═══ TRECHO CITADO

Antero de Quental em 1864 publicou no jornal Século XIX,
de Penafiel, dos seus amigos Joaquim de Araújo e Germano Vieira Meireles, duas poesias de uma senhora, D. Henriqueta Elisa (que acabara de dar à luz o seu segundo livro, Lágrimas e Saudades),
antecedidas dum texto valioso sobre a Mulher, em especial a que
escreve.
Como tal escrito não se encontra ainda na web e hoje é o Dia da Mulher resolvemos transcrevê-lo do volume I, das Prosas, Coimbra, 1923, de um exemplar que pertenceu a António Alvim.
A Propósito de umas poesias de D. Henriqueta Elisa.
«Um nome de uma mulher purifica a página onde se escreve, como uma só planta de aloés purifica uma floresta inteira.
Os
dedos grosseiros da crítica não tem que ver com estas finíssimas,
impalpáveis teias de seda, suspendidas entre flores, onde o céu deposita
as pérolas dos seus rocios da madrugada. São invioláveis como o
mistério, porque são misteriosas como a verdadeira belezas estas
poesias, que as mulheres escrevem como nós choramos - quando as mulheres sabem chorar... como nós escrevemos.
-
Basta ter um coração. Um coração feminino! Não há princípio de estética
transcendental, a mostrar-nos o caminho do belo, como esta bússola de
oiro sempre virada para o Norte misterioso do sentimento.

══════

[INSTRUÇÕES DO EXERCÍCIO]: Indique todas as pessoas que o trecho citado acima menciona pelo nome.

═══ EXCERTOS DE DADOS

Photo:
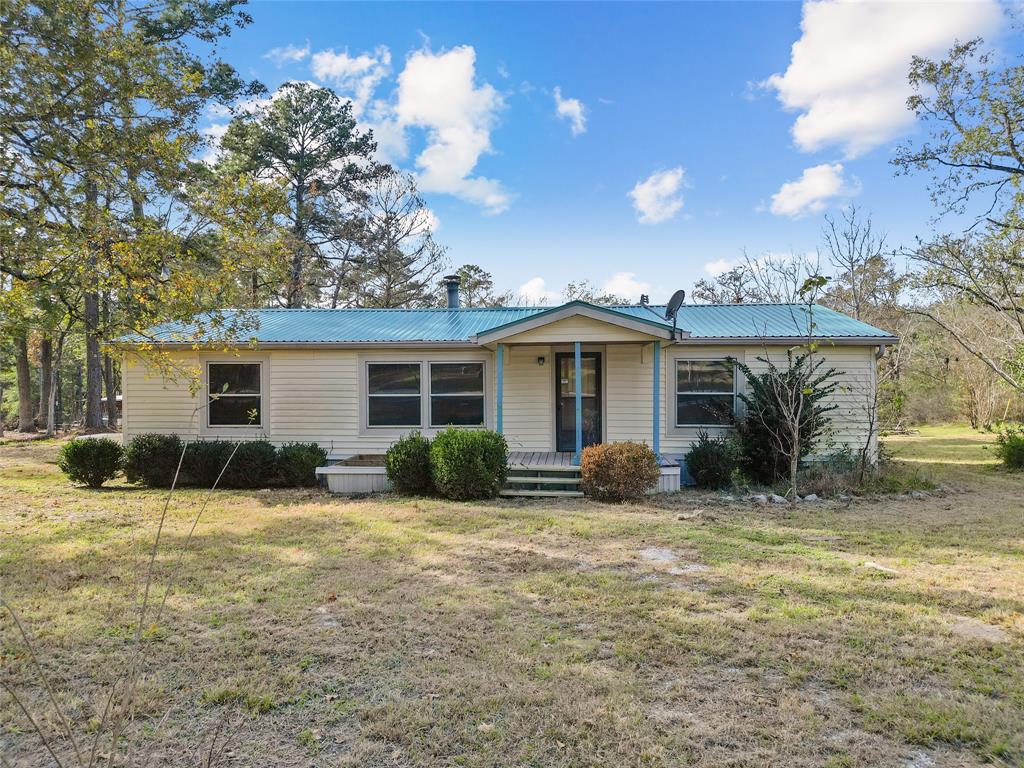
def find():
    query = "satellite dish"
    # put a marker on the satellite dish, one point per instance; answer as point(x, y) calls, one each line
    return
point(674, 303)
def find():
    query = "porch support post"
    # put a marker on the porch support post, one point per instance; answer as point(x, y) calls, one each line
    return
point(657, 400)
point(499, 416)
point(578, 349)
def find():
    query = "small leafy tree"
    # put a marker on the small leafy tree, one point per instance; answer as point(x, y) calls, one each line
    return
point(785, 414)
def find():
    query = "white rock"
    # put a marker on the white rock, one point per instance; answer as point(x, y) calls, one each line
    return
point(657, 555)
point(693, 567)
point(880, 567)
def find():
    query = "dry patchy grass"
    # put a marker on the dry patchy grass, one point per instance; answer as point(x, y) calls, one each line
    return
point(403, 632)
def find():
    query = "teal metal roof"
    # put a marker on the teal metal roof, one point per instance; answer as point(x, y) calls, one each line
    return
point(453, 326)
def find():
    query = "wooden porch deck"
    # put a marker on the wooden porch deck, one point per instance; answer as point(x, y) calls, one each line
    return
point(541, 459)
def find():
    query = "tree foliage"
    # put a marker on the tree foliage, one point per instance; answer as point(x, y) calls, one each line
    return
point(305, 138)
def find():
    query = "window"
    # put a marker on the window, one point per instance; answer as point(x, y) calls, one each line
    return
point(705, 392)
point(393, 394)
point(456, 394)
point(235, 394)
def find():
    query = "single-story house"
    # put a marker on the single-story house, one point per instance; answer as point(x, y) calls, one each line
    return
point(355, 380)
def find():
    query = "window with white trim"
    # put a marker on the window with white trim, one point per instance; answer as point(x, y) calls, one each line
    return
point(456, 394)
point(706, 392)
point(393, 394)
point(235, 392)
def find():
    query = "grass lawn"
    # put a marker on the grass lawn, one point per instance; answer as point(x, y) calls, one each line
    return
point(691, 630)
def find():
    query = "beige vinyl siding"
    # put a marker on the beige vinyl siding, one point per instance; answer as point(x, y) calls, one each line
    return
point(851, 421)
point(630, 395)
point(577, 329)
point(528, 398)
point(309, 395)
point(314, 394)
point(152, 403)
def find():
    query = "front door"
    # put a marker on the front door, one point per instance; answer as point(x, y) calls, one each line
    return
point(590, 366)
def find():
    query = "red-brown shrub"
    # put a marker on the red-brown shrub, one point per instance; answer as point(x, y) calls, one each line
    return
point(619, 471)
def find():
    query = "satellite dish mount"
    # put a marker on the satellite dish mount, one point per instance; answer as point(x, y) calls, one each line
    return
point(673, 308)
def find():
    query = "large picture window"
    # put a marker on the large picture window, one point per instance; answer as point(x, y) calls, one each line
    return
point(705, 392)
point(456, 394)
point(235, 394)
point(393, 394)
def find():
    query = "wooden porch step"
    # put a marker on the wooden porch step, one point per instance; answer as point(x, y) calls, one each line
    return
point(544, 468)
point(513, 492)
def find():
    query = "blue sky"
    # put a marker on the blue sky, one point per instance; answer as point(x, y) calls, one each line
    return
point(641, 146)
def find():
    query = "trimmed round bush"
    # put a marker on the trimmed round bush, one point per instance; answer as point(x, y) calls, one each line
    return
point(254, 466)
point(712, 461)
point(1010, 448)
point(468, 463)
point(297, 463)
point(153, 459)
point(204, 461)
point(408, 463)
point(619, 471)
point(91, 462)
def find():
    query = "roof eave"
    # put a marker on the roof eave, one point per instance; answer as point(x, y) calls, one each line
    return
point(819, 340)
point(569, 309)
point(458, 344)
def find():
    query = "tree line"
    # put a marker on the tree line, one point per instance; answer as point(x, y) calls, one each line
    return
point(118, 212)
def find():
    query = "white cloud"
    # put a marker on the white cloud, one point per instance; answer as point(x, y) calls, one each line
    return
point(628, 287)
point(656, 199)
point(355, 77)
point(847, 73)
point(719, 266)
point(572, 111)
point(288, 53)
point(813, 190)
point(438, 92)
point(536, 292)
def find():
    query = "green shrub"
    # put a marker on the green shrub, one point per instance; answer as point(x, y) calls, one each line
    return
point(91, 462)
point(153, 459)
point(468, 464)
point(619, 471)
point(1010, 446)
point(297, 463)
point(771, 397)
point(254, 466)
point(408, 463)
point(712, 461)
point(204, 460)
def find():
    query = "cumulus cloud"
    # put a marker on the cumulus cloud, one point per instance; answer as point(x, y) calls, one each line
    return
point(288, 53)
point(535, 291)
point(657, 198)
point(572, 111)
point(439, 92)
point(356, 77)
point(812, 193)
point(628, 287)
point(847, 73)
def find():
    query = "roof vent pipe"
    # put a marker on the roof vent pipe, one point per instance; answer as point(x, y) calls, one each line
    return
point(452, 284)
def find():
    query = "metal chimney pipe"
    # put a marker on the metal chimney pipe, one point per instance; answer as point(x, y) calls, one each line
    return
point(452, 284)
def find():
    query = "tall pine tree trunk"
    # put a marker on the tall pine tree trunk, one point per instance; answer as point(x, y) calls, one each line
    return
point(93, 363)
point(52, 412)
point(45, 382)
point(110, 381)
point(25, 422)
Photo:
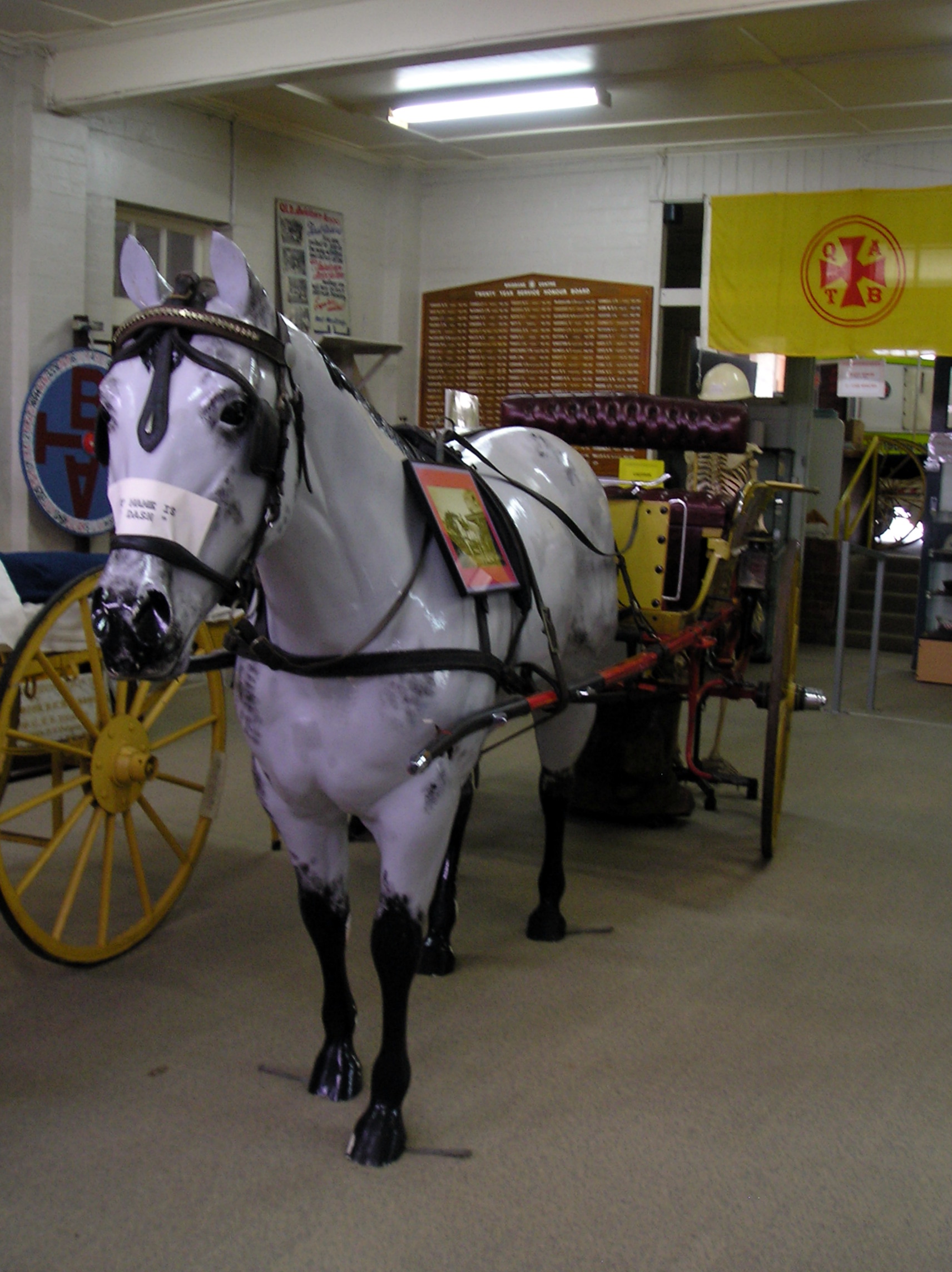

══════

[RESULTADO DA TAREFA]: Antero de Quental, Joaquim de Araújo, Germano Vieira Meireles, D. Henriqueta Elisa, António Alvim